課題の内容:
下の記録から、「like point(359, 91).」を含む行と「point(152, 182)」を含む行、およびその間の行だけを、一字も変えずに書き写すこと。

使用する記録:
□ □ □ □

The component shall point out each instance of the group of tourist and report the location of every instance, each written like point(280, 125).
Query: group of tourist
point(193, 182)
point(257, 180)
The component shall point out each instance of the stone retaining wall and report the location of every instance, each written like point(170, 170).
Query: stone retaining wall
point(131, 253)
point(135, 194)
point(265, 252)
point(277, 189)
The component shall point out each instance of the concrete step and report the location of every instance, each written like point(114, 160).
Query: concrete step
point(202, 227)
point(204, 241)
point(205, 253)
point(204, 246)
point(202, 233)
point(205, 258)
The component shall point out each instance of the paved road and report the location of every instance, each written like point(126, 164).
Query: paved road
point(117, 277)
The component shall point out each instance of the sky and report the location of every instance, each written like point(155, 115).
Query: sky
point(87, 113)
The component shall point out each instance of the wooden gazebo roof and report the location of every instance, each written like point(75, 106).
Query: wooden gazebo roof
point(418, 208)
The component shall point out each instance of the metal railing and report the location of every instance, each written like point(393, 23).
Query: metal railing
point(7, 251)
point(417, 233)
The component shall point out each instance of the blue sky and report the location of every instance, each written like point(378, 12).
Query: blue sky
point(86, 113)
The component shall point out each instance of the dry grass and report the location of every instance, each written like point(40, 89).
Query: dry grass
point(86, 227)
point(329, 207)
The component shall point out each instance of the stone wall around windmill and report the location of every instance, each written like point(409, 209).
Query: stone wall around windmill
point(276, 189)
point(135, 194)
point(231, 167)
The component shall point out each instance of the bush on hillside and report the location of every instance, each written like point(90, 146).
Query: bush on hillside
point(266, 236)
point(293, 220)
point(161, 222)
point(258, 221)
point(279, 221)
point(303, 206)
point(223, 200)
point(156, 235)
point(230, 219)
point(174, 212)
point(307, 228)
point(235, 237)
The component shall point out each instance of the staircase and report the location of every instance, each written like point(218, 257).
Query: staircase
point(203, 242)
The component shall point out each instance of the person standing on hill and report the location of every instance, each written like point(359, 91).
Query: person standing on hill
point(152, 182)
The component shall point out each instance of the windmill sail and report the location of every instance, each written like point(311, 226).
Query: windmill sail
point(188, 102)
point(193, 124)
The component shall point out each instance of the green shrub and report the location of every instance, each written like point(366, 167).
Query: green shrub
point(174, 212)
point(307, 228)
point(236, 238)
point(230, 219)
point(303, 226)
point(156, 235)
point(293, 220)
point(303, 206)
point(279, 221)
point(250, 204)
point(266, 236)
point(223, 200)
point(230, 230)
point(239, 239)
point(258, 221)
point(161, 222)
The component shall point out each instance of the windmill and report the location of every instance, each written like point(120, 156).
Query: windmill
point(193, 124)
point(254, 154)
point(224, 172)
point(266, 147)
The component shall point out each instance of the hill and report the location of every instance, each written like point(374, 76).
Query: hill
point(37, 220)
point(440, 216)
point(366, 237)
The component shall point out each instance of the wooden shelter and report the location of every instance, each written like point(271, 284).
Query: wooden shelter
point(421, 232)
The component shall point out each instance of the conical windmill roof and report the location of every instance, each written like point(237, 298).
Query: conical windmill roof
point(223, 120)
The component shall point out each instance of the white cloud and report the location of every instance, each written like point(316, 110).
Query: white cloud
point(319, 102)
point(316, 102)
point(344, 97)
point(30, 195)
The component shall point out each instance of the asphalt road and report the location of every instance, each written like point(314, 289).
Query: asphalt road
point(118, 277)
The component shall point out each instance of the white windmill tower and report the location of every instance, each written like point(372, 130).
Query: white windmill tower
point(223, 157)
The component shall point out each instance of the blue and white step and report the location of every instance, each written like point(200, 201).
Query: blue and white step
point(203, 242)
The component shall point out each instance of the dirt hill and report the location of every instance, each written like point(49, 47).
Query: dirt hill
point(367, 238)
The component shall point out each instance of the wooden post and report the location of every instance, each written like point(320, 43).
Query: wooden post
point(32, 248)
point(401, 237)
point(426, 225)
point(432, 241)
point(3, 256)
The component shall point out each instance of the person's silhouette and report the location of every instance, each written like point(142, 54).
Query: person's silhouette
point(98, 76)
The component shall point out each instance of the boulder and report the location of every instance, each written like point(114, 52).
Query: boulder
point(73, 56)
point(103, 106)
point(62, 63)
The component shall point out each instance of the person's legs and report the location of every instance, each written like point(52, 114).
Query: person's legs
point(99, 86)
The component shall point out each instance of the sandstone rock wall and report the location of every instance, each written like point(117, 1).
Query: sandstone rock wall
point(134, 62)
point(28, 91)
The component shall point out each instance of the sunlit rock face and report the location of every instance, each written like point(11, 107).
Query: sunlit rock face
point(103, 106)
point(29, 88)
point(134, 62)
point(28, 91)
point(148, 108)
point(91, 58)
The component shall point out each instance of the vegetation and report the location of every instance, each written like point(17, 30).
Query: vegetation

□ □ □ □

この課題の解答:
The component shall point out each instance of the person standing on hill and report the location of every instance, each written like point(359, 91).
Query: person standing on hill
point(152, 182)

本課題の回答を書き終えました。